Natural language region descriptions
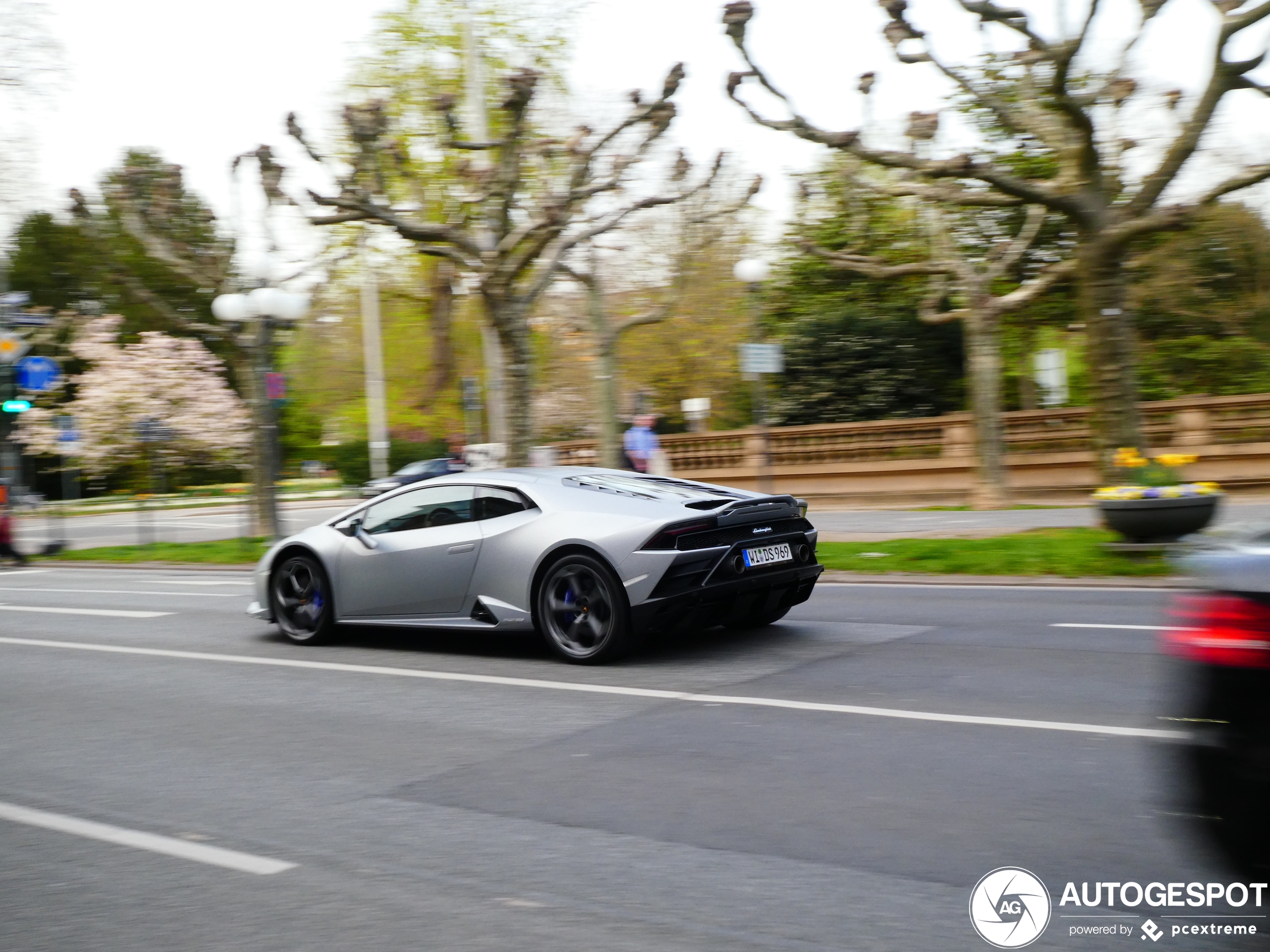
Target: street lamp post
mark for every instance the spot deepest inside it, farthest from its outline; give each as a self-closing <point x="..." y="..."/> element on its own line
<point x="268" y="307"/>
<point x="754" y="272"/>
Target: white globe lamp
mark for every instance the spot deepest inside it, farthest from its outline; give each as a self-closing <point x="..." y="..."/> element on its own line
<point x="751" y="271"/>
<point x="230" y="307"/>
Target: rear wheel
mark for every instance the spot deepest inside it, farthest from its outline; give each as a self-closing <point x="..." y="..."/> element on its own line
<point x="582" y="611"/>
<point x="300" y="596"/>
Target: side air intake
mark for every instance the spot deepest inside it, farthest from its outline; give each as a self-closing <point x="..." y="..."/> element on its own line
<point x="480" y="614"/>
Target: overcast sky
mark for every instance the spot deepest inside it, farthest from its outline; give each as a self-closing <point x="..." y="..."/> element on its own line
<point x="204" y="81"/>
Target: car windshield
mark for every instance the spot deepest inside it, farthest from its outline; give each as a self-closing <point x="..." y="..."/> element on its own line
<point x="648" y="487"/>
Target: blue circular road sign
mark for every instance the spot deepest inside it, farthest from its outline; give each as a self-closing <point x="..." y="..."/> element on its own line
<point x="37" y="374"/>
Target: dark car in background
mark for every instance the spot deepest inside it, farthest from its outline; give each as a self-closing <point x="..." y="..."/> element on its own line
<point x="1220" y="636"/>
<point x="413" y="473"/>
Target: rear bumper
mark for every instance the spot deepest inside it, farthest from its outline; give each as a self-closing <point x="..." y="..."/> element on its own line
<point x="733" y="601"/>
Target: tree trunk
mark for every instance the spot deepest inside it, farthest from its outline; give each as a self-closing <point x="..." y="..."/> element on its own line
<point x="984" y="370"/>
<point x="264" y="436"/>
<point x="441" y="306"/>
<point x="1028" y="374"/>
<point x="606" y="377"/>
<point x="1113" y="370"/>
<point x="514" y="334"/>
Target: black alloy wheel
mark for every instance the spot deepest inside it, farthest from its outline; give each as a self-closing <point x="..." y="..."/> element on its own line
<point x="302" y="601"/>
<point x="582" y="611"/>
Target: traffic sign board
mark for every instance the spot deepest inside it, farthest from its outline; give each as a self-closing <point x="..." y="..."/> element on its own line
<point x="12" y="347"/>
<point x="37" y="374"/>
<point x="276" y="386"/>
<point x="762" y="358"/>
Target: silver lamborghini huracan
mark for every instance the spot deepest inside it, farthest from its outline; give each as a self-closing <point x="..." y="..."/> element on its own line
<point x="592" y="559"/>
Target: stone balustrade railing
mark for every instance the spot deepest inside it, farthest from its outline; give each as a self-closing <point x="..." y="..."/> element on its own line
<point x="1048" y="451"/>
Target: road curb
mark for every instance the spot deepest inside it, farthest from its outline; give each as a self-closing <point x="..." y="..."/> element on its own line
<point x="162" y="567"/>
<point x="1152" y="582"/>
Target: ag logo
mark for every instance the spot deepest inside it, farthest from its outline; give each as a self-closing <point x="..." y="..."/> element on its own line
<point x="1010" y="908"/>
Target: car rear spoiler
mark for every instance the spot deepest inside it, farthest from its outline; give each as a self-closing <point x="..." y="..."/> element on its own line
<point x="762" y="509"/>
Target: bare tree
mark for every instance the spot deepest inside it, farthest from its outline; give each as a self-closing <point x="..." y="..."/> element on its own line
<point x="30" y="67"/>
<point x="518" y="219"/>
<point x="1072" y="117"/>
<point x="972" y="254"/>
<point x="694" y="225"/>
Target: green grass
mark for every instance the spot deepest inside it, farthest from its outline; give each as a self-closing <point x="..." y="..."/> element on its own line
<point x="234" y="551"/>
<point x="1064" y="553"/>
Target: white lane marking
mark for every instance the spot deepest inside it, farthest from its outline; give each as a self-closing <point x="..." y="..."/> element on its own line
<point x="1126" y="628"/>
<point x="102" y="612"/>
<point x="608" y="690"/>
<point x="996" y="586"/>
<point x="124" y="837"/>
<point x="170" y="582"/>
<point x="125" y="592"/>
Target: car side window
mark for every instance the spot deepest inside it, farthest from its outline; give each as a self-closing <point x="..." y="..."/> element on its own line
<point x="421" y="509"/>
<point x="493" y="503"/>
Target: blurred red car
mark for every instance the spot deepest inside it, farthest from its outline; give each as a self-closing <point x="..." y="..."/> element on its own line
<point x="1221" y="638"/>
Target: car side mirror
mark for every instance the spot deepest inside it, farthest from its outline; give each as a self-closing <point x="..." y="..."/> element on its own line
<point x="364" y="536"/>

Aim of the exercise
Once you have found every line above holding the word "road", copy those lines.

Exercise response
Target: blue circular road sign
Target: road curb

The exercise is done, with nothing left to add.